> [What you need to do]: Copy out, word for word, the lines of the items below from the one containing "is the long" down to the one containing "[222,51,400,201]", both of those lines included.

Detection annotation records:
·····
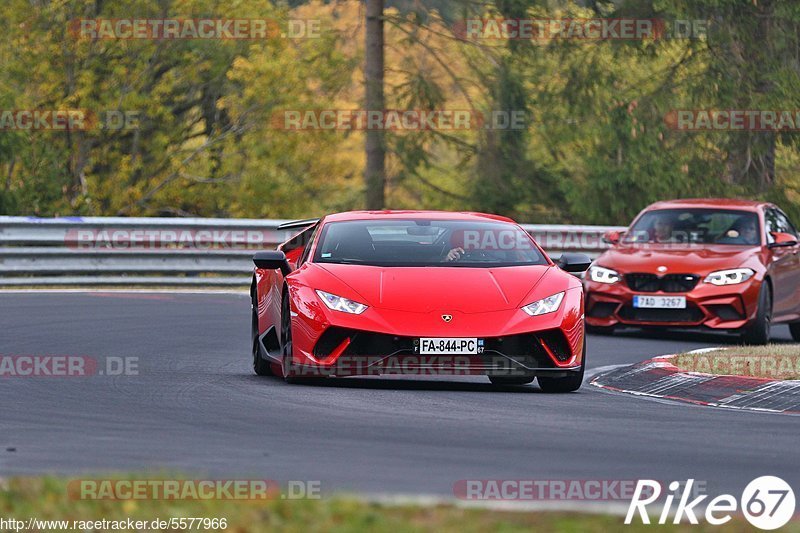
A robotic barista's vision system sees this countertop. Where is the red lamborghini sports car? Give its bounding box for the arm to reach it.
[584,199,800,344]
[251,211,590,392]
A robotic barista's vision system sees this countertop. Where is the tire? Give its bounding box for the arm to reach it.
[586,324,616,335]
[281,294,304,384]
[537,335,586,393]
[489,376,536,386]
[250,299,272,376]
[742,281,772,345]
[789,322,800,341]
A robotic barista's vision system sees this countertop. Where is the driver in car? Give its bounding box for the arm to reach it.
[444,246,466,262]
[651,215,677,243]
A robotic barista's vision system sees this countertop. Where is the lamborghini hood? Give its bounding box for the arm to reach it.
[314,263,553,313]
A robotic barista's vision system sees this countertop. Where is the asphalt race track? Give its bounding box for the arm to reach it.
[0,292,800,496]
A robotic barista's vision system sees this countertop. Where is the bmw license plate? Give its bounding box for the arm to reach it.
[415,337,483,355]
[633,295,686,309]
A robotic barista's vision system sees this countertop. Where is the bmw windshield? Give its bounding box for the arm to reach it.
[623,209,761,246]
[314,219,548,268]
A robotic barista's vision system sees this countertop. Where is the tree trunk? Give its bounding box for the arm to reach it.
[364,0,386,209]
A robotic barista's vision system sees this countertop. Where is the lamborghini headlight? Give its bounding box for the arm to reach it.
[703,268,755,286]
[317,290,368,315]
[522,292,564,316]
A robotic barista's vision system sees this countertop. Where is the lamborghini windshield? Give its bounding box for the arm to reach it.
[624,209,761,246]
[314,219,548,267]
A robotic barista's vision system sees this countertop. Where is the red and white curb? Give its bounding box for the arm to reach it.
[590,348,800,414]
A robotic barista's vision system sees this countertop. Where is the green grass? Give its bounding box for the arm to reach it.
[0,477,788,533]
[669,344,800,379]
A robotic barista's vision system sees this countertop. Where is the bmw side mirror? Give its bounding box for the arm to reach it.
[556,252,592,272]
[253,250,292,276]
[767,231,797,248]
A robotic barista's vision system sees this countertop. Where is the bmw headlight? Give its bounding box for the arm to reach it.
[317,290,368,315]
[522,292,564,316]
[703,268,755,286]
[589,266,621,283]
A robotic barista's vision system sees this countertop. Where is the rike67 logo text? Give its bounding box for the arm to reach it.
[625,476,795,530]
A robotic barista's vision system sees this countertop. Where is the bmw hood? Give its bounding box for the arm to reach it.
[594,245,759,274]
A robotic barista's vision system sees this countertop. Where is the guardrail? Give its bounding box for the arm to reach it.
[0,216,624,287]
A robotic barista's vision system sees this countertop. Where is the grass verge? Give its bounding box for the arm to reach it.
[669,344,800,380]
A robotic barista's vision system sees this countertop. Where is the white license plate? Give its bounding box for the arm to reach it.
[419,337,483,355]
[633,295,686,309]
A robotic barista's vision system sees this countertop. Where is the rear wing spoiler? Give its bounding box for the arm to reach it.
[278,218,319,230]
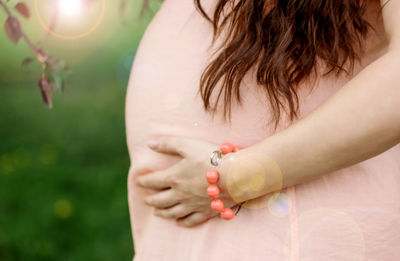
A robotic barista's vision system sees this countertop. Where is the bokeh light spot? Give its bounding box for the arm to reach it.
[226,150,282,209]
[287,208,365,261]
[54,200,72,219]
[58,0,83,16]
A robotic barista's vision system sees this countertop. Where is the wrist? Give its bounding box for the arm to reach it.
[217,145,283,204]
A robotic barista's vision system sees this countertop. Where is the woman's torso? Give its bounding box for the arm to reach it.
[126,0,400,261]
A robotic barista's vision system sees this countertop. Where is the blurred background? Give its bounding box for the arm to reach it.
[0,0,161,261]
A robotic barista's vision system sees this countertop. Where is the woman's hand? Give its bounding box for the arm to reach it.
[137,136,236,227]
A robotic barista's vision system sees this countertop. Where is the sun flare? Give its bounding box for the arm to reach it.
[58,0,83,16]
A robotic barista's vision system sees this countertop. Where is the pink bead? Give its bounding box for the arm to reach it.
[207,185,219,199]
[211,199,224,212]
[220,208,235,220]
[206,169,219,184]
[219,142,233,154]
[233,145,243,152]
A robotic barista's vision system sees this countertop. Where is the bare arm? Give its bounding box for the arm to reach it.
[220,0,400,201]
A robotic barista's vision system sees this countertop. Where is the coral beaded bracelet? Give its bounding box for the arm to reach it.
[206,142,242,220]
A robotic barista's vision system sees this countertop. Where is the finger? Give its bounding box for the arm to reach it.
[144,189,180,208]
[136,163,180,190]
[153,204,193,219]
[148,136,187,155]
[176,212,210,227]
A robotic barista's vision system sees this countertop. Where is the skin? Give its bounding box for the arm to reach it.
[137,0,400,227]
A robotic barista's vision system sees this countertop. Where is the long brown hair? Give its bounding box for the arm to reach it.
[140,0,371,129]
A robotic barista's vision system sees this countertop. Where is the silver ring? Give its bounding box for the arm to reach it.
[210,150,222,166]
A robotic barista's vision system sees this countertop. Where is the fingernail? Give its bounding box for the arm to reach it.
[147,140,158,149]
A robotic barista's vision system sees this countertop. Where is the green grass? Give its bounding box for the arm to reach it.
[0,1,159,261]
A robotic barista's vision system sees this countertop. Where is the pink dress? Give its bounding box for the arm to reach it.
[126,0,400,261]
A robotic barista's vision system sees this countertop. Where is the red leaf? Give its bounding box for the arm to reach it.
[4,16,22,44]
[15,2,31,18]
[38,75,53,108]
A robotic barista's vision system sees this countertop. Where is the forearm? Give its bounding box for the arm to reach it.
[222,51,400,201]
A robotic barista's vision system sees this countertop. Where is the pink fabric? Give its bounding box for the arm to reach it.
[126,0,400,261]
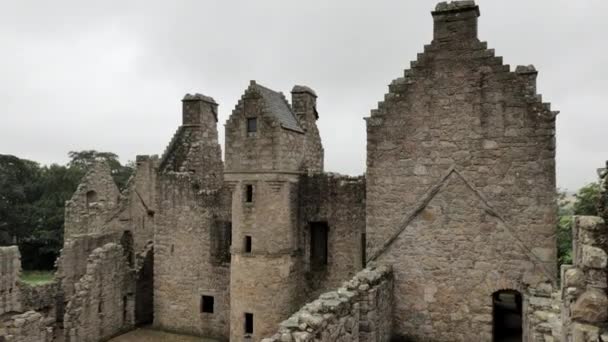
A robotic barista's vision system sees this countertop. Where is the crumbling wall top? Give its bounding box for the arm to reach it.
[433,0,479,15]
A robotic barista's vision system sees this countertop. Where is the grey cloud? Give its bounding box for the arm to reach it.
[0,0,608,189]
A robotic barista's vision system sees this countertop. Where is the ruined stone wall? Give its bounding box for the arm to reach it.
[0,311,52,342]
[56,234,120,302]
[298,173,365,296]
[262,266,393,342]
[19,280,60,319]
[0,246,22,315]
[112,156,158,252]
[523,288,562,342]
[366,1,556,341]
[561,216,608,342]
[64,243,134,342]
[64,161,120,239]
[154,173,230,340]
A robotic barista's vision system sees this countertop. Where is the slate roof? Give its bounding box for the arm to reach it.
[253,84,304,133]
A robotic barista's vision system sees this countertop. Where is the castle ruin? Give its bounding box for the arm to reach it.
[0,1,608,342]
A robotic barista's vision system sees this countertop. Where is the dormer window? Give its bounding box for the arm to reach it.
[247,118,258,135]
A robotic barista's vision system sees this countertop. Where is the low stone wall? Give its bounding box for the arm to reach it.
[0,246,22,315]
[262,266,393,342]
[0,311,52,342]
[64,243,134,342]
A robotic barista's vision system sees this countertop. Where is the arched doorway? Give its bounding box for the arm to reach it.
[492,290,523,342]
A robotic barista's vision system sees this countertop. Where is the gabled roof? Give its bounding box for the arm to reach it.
[251,82,304,133]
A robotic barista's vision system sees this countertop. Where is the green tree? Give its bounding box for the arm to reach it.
[68,150,135,191]
[0,150,134,270]
[557,183,600,265]
[0,155,42,245]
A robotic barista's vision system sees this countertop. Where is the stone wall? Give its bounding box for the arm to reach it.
[561,216,608,342]
[366,1,556,341]
[226,173,303,341]
[298,173,365,299]
[154,173,230,340]
[262,266,393,342]
[56,234,120,302]
[0,311,48,342]
[19,281,61,319]
[0,246,22,315]
[225,81,308,172]
[111,155,158,252]
[64,243,135,342]
[64,161,120,239]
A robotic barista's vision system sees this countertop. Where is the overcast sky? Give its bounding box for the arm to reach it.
[0,0,608,190]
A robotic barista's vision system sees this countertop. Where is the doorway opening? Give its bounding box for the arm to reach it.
[492,290,523,342]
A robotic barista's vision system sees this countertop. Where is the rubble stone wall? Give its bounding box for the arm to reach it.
[0,246,22,315]
[113,155,158,252]
[64,161,120,239]
[0,311,47,342]
[561,216,608,342]
[19,281,60,316]
[366,1,557,341]
[64,243,135,342]
[299,173,365,299]
[262,266,393,342]
[56,234,120,301]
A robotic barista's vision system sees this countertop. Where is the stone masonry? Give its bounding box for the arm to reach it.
[5,1,608,342]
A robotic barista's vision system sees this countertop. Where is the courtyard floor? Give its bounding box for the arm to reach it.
[109,328,217,342]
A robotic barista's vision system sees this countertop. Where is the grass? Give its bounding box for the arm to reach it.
[21,271,55,286]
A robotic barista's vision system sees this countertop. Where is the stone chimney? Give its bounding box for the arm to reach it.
[431,1,479,43]
[182,93,217,126]
[291,85,319,130]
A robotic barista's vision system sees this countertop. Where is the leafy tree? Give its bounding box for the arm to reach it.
[574,183,600,216]
[68,150,135,190]
[557,183,600,265]
[0,150,134,270]
[557,189,574,265]
[0,155,41,244]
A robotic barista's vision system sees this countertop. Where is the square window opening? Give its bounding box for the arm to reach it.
·····
> [Exercise response]:
A robotic barista's vision system sees this countertop. Where is the long brown hair? Give its bounding box for the arm to reach it.
[140,0,371,129]
A robotic barista's vision system sees this countertop. Where is the silver ring? Give its bounding box for the arm to reach it.
[210,150,222,166]
A robotic barista's vision system sees this countertop. Where is the fingernail? Give its bounding box for the arm to reach it.
[147,140,158,149]
A robotic barista's vision system sees this countertop. Where is the green grass? Give its bounding box for the arm to reach it.
[0,1,159,261]
A robotic barista's vision system sees this countertop. Where is the pink dress? Give its bounding box for the arm to reach it.
[126,0,400,261]
A robotic barista's vision system sees this countertop. Where is the red leaf? Give its bounding box for the arm to reach it.
[4,16,22,44]
[15,2,31,18]
[38,75,53,108]
A robotic barista's vision system sees this countertop. Where is the forearm? Give its bounding box for the arm to reach it.
[222,51,400,201]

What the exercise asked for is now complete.